▸ **Exercise details**
The records are to be copied exactly and in full.

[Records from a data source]
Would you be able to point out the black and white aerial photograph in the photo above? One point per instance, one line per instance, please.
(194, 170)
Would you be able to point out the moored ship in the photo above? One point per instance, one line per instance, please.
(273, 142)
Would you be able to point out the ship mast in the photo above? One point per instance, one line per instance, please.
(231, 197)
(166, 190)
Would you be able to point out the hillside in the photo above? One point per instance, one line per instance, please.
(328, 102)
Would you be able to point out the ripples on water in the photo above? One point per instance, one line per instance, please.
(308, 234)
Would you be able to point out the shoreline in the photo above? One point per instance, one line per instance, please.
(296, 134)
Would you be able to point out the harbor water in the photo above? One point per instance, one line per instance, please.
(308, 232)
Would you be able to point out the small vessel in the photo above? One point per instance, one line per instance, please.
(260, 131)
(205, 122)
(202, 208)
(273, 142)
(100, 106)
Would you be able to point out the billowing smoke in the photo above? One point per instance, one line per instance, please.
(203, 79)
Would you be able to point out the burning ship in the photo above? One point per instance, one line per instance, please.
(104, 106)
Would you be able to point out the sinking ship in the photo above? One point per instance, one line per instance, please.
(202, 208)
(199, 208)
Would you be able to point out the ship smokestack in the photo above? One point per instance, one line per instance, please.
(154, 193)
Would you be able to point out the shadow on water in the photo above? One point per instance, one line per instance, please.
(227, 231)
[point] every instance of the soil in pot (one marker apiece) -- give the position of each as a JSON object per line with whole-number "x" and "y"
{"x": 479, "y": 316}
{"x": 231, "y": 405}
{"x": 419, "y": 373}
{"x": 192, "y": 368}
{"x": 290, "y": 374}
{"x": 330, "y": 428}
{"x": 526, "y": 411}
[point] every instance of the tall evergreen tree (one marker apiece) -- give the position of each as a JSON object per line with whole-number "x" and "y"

▸ **Exercise response**
Would you be able to point out the black and white aerial photograph in the photo above? One point per instance, one line per instance, please.
(194, 170)
Would you be able to point out the moored ship in the photo above? One point per instance, one line per instance, please.
(273, 142)
Would you be able to point out the ship mast in the photo above? One point per instance, one line per instance, please.
(231, 197)
(166, 190)
Would you be able to point out the hillside in the photo above? One point per instance, one line per instance, please.
(328, 102)
Would you be able to point out the ripples on water in the photo above? One point per instance, one line per instance, please.
(308, 234)
Would you be able to point out the shoreline in the photo above? One point per instance, one line per instance, please.
(296, 134)
Would you be able to point out the harbor water in the photo above? One point per instance, one line per instance, please.
(308, 232)
Would you be able to point out the small vessel in the photo above? One point per instance, one line per instance, please.
(260, 131)
(205, 122)
(202, 208)
(273, 142)
(100, 106)
Would you be able to point out the billowing smoke in the photo above? One point per instance, one line per instance, please.
(203, 79)
Would you be able to point out the burning ship in the photo above? One point per instance, one line per instance, please.
(104, 106)
Would you be able to point out the sinking ship in the photo above? One point per instance, one line per instance, please.
(202, 208)
(199, 208)
Would you be able to point out the ship smokestack in the photo above? One point per instance, one line per instance, please.
(154, 193)
Would you be able to point out the shadow on water in the photo above? One point per instance, one line per instance, please.
(227, 231)
[point] every instance of the soil in pot (one marker apiece) -- give the position of each as a JSON object per line with whole-number "x" and "y"
{"x": 479, "y": 316}
{"x": 231, "y": 405}
{"x": 419, "y": 373}
{"x": 192, "y": 368}
{"x": 290, "y": 374}
{"x": 330, "y": 428}
{"x": 526, "y": 411}
[point] every instance of the tall evergreen tree (one marker apiece) -- give the position of each as a JSON object per line with whole-number "x" and "y"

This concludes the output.